WHAT TO WORK ON ▸ Exactly reproduce the lines from the line containing "# result is" to the end of the data below, inclusive, and nothing else.

SOURCE RECORDS ▸

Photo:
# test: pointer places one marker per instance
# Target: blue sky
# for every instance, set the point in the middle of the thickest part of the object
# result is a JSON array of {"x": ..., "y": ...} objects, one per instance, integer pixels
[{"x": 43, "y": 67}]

TASK SOLUTION ▸
# result is a JSON array of {"x": ..., "y": ...} objects, one per instance, integer pixels
[{"x": 43, "y": 67}]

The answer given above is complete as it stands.